» PROBLEM DESCRIPTION:
Copy out the data below line for line, leaving out the pictures.

Labeled-object pointing entries:
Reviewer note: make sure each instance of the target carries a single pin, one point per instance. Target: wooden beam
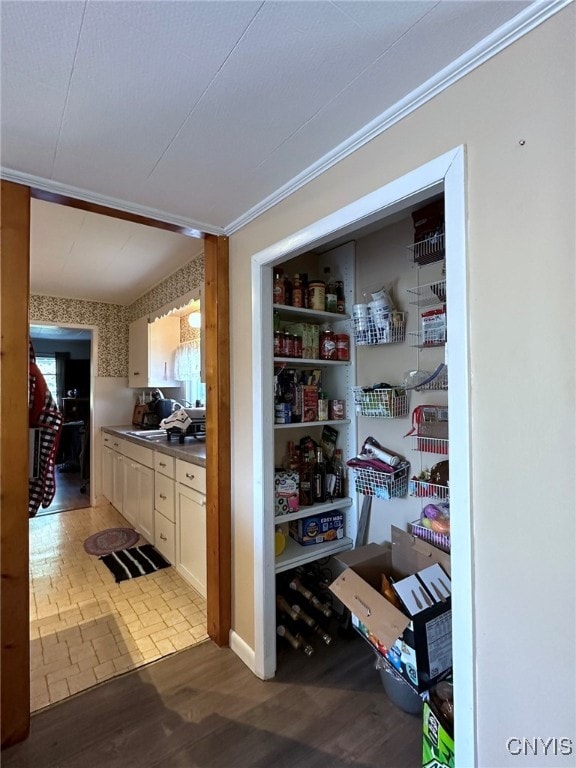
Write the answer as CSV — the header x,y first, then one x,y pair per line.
x,y
14,595
216,310
103,210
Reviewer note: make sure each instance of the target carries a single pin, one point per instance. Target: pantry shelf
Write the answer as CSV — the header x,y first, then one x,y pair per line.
x,y
310,424
296,554
314,509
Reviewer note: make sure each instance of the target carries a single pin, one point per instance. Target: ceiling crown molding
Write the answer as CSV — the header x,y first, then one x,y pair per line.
x,y
493,44
189,227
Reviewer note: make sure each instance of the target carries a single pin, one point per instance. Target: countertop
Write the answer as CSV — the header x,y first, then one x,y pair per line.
x,y
193,451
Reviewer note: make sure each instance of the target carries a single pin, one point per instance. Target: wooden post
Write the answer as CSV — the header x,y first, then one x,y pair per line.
x,y
218,507
14,595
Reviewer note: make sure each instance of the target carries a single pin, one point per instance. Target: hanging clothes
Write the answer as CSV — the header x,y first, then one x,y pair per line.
x,y
44,416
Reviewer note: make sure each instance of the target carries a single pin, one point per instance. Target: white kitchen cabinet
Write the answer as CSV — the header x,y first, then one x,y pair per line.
x,y
151,352
191,524
139,497
107,471
164,506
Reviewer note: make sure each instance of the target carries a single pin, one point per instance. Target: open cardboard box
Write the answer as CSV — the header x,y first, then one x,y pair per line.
x,y
418,643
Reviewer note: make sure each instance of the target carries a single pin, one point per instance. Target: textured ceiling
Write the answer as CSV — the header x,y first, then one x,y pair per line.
x,y
204,113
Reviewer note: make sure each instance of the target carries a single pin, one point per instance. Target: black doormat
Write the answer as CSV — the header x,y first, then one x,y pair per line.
x,y
136,561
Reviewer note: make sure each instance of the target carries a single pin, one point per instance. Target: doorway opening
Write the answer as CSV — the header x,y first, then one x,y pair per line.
x,y
64,356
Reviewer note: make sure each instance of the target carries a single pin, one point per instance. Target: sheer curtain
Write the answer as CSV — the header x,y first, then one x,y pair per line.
x,y
187,365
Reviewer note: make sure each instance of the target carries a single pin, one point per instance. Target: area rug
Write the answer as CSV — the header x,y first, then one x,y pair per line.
x,y
134,562
110,540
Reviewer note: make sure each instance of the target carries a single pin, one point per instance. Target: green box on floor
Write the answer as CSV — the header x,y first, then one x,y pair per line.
x,y
437,744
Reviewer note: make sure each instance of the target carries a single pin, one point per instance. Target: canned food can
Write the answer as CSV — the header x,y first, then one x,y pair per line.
x,y
283,413
317,295
336,409
342,346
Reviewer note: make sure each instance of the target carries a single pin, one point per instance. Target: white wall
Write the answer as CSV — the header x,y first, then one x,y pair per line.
x,y
521,206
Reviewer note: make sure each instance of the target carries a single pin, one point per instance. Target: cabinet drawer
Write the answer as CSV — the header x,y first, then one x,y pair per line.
x,y
165,536
164,495
191,475
164,464
138,453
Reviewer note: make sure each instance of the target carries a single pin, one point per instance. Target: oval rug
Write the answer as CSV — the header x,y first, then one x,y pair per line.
x,y
110,540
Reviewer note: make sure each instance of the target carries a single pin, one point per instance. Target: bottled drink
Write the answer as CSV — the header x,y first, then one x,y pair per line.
x,y
327,343
330,294
319,483
339,474
278,291
297,586
297,293
296,641
291,460
305,494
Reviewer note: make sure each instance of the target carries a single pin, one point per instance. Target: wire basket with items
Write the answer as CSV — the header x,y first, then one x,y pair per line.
x,y
381,401
434,525
379,473
378,321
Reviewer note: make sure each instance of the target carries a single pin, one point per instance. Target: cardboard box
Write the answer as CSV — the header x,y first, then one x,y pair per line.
x,y
309,402
318,529
286,488
437,743
417,641
310,338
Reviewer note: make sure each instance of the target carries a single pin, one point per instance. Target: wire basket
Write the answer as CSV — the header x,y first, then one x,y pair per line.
x,y
382,485
423,489
388,329
440,540
389,403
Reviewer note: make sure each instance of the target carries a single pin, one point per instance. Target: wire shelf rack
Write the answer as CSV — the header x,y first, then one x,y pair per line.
x,y
388,403
440,540
428,295
430,444
382,485
429,250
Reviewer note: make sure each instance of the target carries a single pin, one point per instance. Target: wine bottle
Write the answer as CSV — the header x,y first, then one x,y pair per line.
x,y
296,641
305,492
319,482
339,473
297,586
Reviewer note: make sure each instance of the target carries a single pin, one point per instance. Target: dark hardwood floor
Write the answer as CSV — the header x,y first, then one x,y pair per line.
x,y
68,493
203,708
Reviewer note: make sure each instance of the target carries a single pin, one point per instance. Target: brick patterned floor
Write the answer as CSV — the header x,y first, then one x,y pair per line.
x,y
85,628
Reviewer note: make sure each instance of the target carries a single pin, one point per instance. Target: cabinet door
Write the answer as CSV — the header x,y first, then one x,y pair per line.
x,y
146,502
191,537
138,353
164,337
107,472
118,479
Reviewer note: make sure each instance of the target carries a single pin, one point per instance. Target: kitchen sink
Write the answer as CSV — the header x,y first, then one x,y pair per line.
x,y
154,435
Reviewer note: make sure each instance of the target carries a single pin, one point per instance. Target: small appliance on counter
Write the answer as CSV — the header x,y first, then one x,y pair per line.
x,y
143,417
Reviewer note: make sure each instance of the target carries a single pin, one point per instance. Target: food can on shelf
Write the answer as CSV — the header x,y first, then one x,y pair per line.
x,y
317,295
283,413
342,346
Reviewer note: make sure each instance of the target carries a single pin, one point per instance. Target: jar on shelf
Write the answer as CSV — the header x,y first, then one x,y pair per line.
x,y
342,346
327,344
279,290
317,295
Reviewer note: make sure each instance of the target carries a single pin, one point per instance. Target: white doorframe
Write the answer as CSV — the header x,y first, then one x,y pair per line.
x,y
445,173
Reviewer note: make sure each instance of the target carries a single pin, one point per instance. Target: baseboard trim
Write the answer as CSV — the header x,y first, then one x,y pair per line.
x,y
242,650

» RIGHT ANSWER:
Reviewer note: make sure each instance of the target carries a single pin, one point per instance. Target: wooden beam
Write the answer as CSV — the header x,y first, then one x,y pair per line.
x,y
14,595
216,310
103,210
Reviewer note: make sure each instance of the target carries a single pin, one point per instance. Target: pantry shelf
Write the answer as CSV — the header x,y first, then one x,y pair per line.
x,y
310,424
296,554
314,509
Reviewer note: make sure each instance of the target carries a single pin, one point per instance. Target: ceiling crown molding
Write the answer as CSV — the header x,y first, then one x,y pair per line.
x,y
493,44
189,227
Reviewer note: make sure each instance of the target carries a single pin, one point per instance. Target: countertop
Write the answer as CSV — the header x,y first, then one x,y pair per line.
x,y
193,451
Reviewer note: make sure each instance of the target carries a single pin, one point per instance. Target: wooden post
Write the answer as CSV — the header x,y first, then one x,y pair per line.
x,y
218,507
14,595
Reviewer note: make sure each instance of the target carries a single pin, one point per instance. Target: hanging clothes
Write the answer as CSV — the header x,y first, then one x,y pair per line.
x,y
44,416
Reviewer note: make sure each instance of the target carries a single pin, one point per instance. Target: white kitchen cabinet
Write the answer as CSV — the header x,y first, then one x,y pair per line.
x,y
151,352
191,524
139,497
107,471
164,506
Reviewer note: make sure each instance of the target carries a single pin, one point per instance. Target: open cardboard box
Write the answer as CSV — the header x,y first, then one x,y pair per line.
x,y
418,643
Reviewer note: make sure each instance of the target carries a single pin, one point per instance. Target: textured ceiling
Write the answer as CSV — the header x,y first, then one x,y pair per line.
x,y
204,113
Reviewer note: make sure each instance of the target carries a single pin, one point per instance. Target: black doormat
Write the answer as CSV — the header x,y first, then one x,y pair per line.
x,y
136,561
Reviewer note: make sure each instance of the target carries a single pin, one point per instance. Target: doorway opening
Write the answer as CSV — the header x,y first, then one x,y pair per line.
x,y
64,356
Reviewer note: make sure each instance of the target carries a single pin, one point per instance. Target: sheer curtain
Write the answer as CSV — the header x,y first, then one x,y pair per line.
x,y
187,365
Reviewer note: make sure each instance of the target carries a single pin, one point per instance. Target: area rug
Write the answer as CSV — the header x,y first, then one x,y pair per line.
x,y
134,562
110,540
Reviewer note: make sure each instance of the target carries a single pin, one point per instance. Target: green box on floor
Write the answer as CSV — the header x,y first, then one x,y pair per line.
x,y
437,744
Reviewer note: make sure each instance of the target carries a single pin, one point per instance. Target: canned food can
Write the answer as CSV — the header x,y first, then one x,y pair per line.
x,y
283,413
317,295
336,409
342,346
Reviewer note: make sure each instance of the target carries a single pin, one point per instance. Target: white wall
Write the answer as CSV — the header x,y first, then one x,y pair per line.
x,y
521,206
Reviewer note: make sure each instance of the target carries a single pin, one point per instance. Target: cabinet drawer
Write the answer as CSV — the header x,y first, then one x,y pair per line.
x,y
165,536
164,495
191,475
164,464
138,453
Reviewer note: make sure each instance of the target carries a single pin, one point per instance. Target: oval rug
Write the answer as CSV — the header x,y first, then one x,y pair per line.
x,y
110,540
Reviewer note: make sure each instance of the target carries a single pin, one point per instance. Target: bottled drink
Write the answer as CSV — the header x,y first, then one x,y pair per line.
x,y
327,343
330,294
319,483
339,474
278,291
297,586
297,293
296,641
291,460
305,494
Reviewer note: make sure each instance of the target carries a single pin, one point per instance. Target: wire basket with items
Write the answer as CSV — the header x,y first, then one x,y pair per line.
x,y
381,401
434,525
379,473
378,321
Reviewer note: make sure each instance of the target carries a single pin, one point per instance. Target: cardboard box
Write the answer as CSV — the header x,y first, then one x,y pair per line.
x,y
309,402
318,529
286,488
437,743
417,641
310,338
Reviewer note: make sure each instance of the target carries a single pin, one point per instance. Target: wire basket
Write the answer as CSV — the header x,y first, then one x,y pair per line.
x,y
382,485
423,489
388,329
440,540
389,403
Reviewer note: make sure each instance of the target carries a single pin, one point per instance. Target: wire shelf rack
Write the answer as CSV — the header x,y first, then one x,y pair per line.
x,y
388,403
440,540
428,295
430,444
382,485
429,250
Reviewer note: make sure each instance of the target carries a single pin, one point per instance. Target: wine bottle
Write the answer as CSV — the header x,y first, then one x,y pair per line.
x,y
296,641
305,492
319,482
339,473
297,586
Reviewer note: make sure each instance of the target carries a single pin, one point per instance. Target: dark hardwood floor
Write the answer as CSV — the header x,y first, then one x,y pair per line.
x,y
68,493
203,708
Reviewer note: make sure each instance of the target carries a single pin, one point per instance. Target: brick patterned floor
Write the answer as CSV — the header x,y first, then one x,y pair per line.
x,y
85,628
Reviewer note: make sure each instance of the target carries a single pin, one point per instance. Target: cabinet door
Write the answer as CSV — the header x,y first, then one x,y pair per line.
x,y
146,502
191,537
138,353
164,337
107,472
118,479
Reviewer note: make sure each instance of the target carries a single pin, one point per instance. Target: kitchen sink
Write the answer as CSV — the header x,y first, then one x,y pair per line.
x,y
154,435
Reviewer note: make sure each instance of the target carries a single pin, one point per instance. Target: small appliance on counter
Write the answer as CSV — the header x,y first, then one x,y pair per line.
x,y
143,417
Reviewer note: make sure each instance of the target carries a single pin, one point per instance. Target: food can on shelf
Write the answer as CSV — the header x,y first, then one x,y pair per line.
x,y
317,295
283,413
342,346
Reviewer note: make sure each instance of the target carries a single pin, one point per instance. Target: jar on shelf
Write the answer as CSV — the header x,y first, then one x,y pair per line.
x,y
342,346
327,344
279,290
317,295
Reviewer note: make sure each instance of the target carries a single pin, one point per instance. Target: white doorframe
Write the answer as CSV — the header x,y first, then one x,y pair per line.
x,y
445,173
Reviewer note: make sure each instance of the target carries a single pin, one point per instance. Target: baseboard trim
Write the answer as CSV — the header x,y first, then one x,y pair per line.
x,y
242,650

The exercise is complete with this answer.